**EXERCISE PASSAGE:**
☆ ☆ ☆ ☆ ☆ ☆ ☆
During the first quarter of 2019, recurrent revenue rose by €99.7 million over the same period last year and amounted to €1,014.5 million. This represented a 10.9 per cent increase from the €914.8 million reported during the corresponding quarter in 2018.

The increase was primarily the result of a €29.8 million rise in Grants. Further increases were also registered under Value Added Tax (€21.6 million), Social Security (€21.3 million), Income Tax (€18.9 million), Customs and Excise Duties (€6.8 million), Licences, Taxes and Fines (€4.2 million), Rents (€2.5 million), Fees of Office (€1.7 million), Miscellaneous Receipts (€0.6 million) and Reimbursements (€0.1 million).

Conversely, drops in outlay were recorded under Central Bank of Malta (€6.0 million) and Dividends (€1.8 million). Total expenditure by the end of March 2019 stood at €1,148.8 million, a 17.7 per cent increase from the first quarter of 2018. Recurrent expenditure stood at €993.1 million, €120.5 million higher than the corresponding amount reported by the end of March 2018. The main contributor to this increase was a €68.8 million rise reported under Programmes and Initiatives. Furthermore, rises in outlay were also registered by Contributions to Government Entities (€21.4 million), Personal Emoluments (€20.7 million) and Operational and Maintenance Expenses (€9.6 million).

The main developments in the Programmes and Initiatives category involved added outlays due to EU own resources (€25.9 million), state contribution (€9.7 million that also features as revenue), extension of school transport network (€7.8 million), social security benefits, cancer treatment (both €5.7 million), church schools (€5.2 million), medicines and surgical materials (€5.1 million), landscaping – Malta (€4.0 million), eco reduction (€2.8 million), feed in tariff  (€2.5 million), solid waste management strategy (€2.1 million), street lighting (€1.8 million), child care for all, health concession agreements (both €1.7 million) and allocation to regional committees (€1.3 million). Conversely, drops of €8.6 million in allocation in respect of local councils and €5.4 million in treasury pensions slightly off set this rise in outlay.
☆ ☆ ☆ ☆ ☆ ☆ ☆
(Region pointing data)
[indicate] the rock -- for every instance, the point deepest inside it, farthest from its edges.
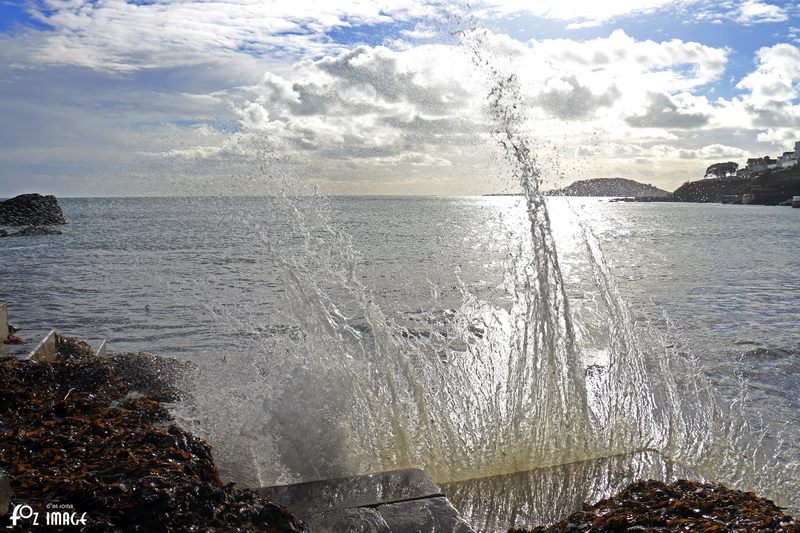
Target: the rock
(680, 506)
(72, 433)
(5, 493)
(151, 375)
(610, 187)
(31, 210)
(31, 231)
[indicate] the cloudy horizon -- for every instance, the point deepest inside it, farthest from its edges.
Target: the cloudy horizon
(117, 98)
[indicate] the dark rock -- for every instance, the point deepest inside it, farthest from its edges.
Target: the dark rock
(680, 506)
(151, 375)
(428, 514)
(31, 210)
(5, 493)
(712, 190)
(31, 231)
(71, 433)
(610, 187)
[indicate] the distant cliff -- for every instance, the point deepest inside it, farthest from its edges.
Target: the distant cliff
(617, 187)
(768, 188)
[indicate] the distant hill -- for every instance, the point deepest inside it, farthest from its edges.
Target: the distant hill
(711, 189)
(617, 187)
(768, 188)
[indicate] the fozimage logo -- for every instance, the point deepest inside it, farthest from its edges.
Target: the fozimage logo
(57, 514)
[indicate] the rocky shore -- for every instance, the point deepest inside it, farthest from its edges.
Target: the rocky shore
(86, 436)
(34, 212)
(681, 506)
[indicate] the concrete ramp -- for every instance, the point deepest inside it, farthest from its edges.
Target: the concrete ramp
(395, 501)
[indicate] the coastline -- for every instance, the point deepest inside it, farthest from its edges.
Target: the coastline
(90, 434)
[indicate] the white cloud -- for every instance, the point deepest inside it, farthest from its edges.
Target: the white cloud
(586, 13)
(755, 12)
(709, 152)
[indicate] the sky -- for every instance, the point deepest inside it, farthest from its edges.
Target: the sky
(150, 97)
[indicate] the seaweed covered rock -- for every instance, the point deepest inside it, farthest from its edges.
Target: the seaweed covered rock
(31, 210)
(681, 506)
(72, 435)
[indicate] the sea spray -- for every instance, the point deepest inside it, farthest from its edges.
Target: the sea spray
(477, 390)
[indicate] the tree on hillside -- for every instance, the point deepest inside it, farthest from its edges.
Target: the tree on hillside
(722, 170)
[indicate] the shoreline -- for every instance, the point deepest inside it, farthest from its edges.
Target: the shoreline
(91, 433)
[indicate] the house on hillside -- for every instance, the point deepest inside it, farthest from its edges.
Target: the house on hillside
(787, 160)
(760, 164)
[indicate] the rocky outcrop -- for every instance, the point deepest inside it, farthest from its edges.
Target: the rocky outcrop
(610, 187)
(30, 231)
(712, 190)
(31, 210)
(766, 188)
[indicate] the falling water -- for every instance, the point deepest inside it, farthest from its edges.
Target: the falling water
(466, 393)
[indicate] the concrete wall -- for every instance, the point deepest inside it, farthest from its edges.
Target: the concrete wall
(3, 321)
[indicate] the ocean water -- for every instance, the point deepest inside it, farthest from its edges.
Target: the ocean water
(215, 279)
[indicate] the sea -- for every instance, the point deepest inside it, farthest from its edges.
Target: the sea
(216, 279)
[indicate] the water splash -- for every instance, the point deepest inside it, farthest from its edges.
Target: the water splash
(479, 390)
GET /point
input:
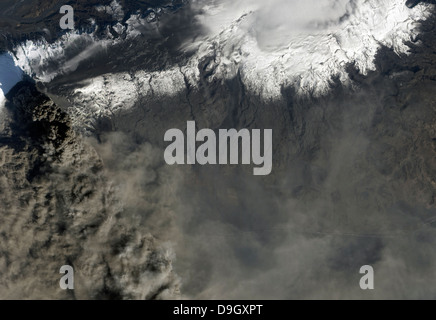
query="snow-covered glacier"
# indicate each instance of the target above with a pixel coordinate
(271, 44)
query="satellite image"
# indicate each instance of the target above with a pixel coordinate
(217, 149)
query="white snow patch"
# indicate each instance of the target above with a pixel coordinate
(114, 9)
(288, 42)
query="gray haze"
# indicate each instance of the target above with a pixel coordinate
(353, 184)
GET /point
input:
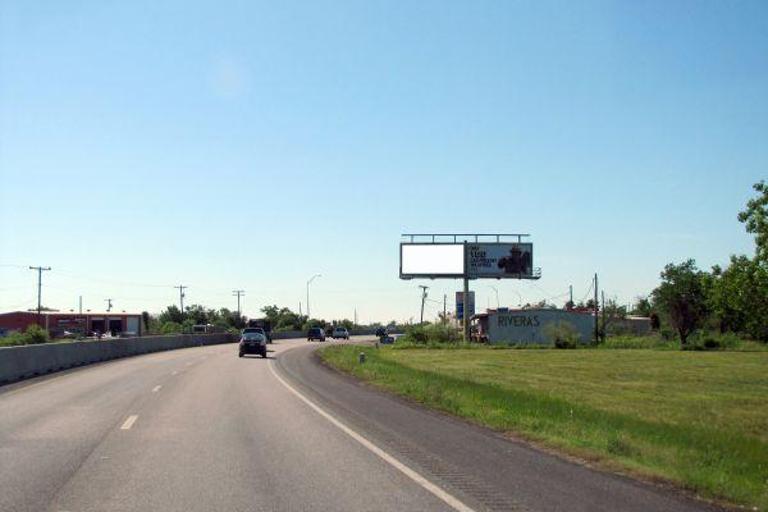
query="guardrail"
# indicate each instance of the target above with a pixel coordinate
(21, 362)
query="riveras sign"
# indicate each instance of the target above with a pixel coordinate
(530, 326)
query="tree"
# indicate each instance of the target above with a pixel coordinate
(682, 296)
(171, 314)
(642, 307)
(755, 219)
(738, 297)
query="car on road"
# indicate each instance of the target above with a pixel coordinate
(257, 330)
(253, 343)
(315, 333)
(340, 333)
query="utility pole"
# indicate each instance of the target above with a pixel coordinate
(308, 283)
(423, 298)
(445, 305)
(597, 328)
(39, 289)
(238, 294)
(181, 288)
(497, 295)
(603, 307)
(465, 317)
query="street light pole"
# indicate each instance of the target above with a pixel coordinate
(308, 283)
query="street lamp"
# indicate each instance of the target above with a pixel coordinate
(308, 283)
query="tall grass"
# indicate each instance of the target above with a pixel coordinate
(680, 438)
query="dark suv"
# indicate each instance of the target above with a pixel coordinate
(315, 333)
(259, 330)
(253, 343)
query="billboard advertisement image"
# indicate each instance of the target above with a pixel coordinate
(500, 260)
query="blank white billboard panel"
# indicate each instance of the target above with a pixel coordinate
(431, 260)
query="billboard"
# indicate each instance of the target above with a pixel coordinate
(500, 260)
(431, 260)
(460, 305)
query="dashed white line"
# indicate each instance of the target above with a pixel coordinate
(440, 493)
(129, 422)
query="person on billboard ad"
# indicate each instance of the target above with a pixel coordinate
(518, 262)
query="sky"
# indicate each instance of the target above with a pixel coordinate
(251, 145)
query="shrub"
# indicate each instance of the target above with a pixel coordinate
(707, 340)
(425, 334)
(562, 334)
(32, 335)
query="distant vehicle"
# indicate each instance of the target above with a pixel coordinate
(265, 325)
(257, 330)
(340, 333)
(315, 333)
(253, 343)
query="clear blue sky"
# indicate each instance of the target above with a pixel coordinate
(253, 144)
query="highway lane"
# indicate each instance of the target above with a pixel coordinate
(200, 429)
(220, 433)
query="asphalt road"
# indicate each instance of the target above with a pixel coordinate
(201, 430)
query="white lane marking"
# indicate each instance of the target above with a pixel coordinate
(129, 422)
(448, 498)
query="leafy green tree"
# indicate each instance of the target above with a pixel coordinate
(642, 307)
(170, 327)
(682, 296)
(755, 219)
(738, 297)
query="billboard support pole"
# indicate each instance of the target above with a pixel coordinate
(465, 313)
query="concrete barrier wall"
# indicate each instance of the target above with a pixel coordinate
(303, 334)
(26, 361)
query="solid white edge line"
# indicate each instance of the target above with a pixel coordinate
(448, 498)
(129, 422)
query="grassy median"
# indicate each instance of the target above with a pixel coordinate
(699, 419)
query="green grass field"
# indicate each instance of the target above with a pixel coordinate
(699, 419)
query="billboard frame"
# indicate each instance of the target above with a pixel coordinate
(408, 277)
(463, 239)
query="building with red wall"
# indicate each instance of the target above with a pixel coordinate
(77, 323)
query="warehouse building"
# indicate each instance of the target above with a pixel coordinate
(528, 326)
(81, 324)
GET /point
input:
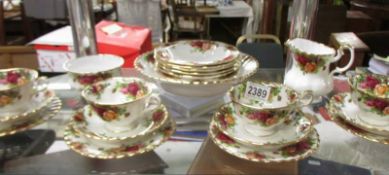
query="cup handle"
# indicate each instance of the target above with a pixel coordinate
(306, 98)
(349, 64)
(41, 84)
(153, 102)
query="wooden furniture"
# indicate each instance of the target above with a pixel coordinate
(378, 11)
(269, 54)
(18, 56)
(358, 21)
(186, 19)
(212, 160)
(349, 38)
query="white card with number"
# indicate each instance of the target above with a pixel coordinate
(257, 91)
☆ ☆ ☆ ☆ ☆ ☆ ☆
**WORK INSTRUCTIONS:**
1: Based on the first-quarter 2019 revenue and expenditure text, decide whether each statement agrees with it: (a) Recurrent revenue in the first quarter of 2019 came to more than €1,000 million. (b) Income Tax rose by more than Value Added Tax. (c) The allocation in respect of local councils dropped. Give yes or no for each, along with the deciding words quoted from the text.
2: Retype the first-quarter 2019 revenue and expenditure text from "During the first" to "Reimbursements (€0.1 million).".

**ANSWER SET:**
1:
(a) Yes: "amounted to €1,014.5 million"
(b) No: "Value Added Tax (€21.6 million)" and "Income Tax (€18.9 million)"
(c) Yes: "drops of €8.6 million in allocation in respect of local councils"

2:
During the first quarter of 2019, recurrent revenue rose by €99.7 million over the same period last year and amounted to €1,014.5 million. This represented a 10.9 per cent increase from the €914.8 million reported during the corresponding quarter in 2018.

The increase was primarily the result of a €29.8 million rise in Grants. Further increases were also registered under Value Added Tax (€21.6 million), Social Security (€21.3 million), Income Tax (€18.9 million), Customs and Excise Duties (€6.8 million), Licences, Taxes and Fines (€4.2 million), Rents (€2.5 million), Fees of Office (€1.7 million), Miscellaneous Receipts (€0.6 million) and Reimbursements (€0.1 million).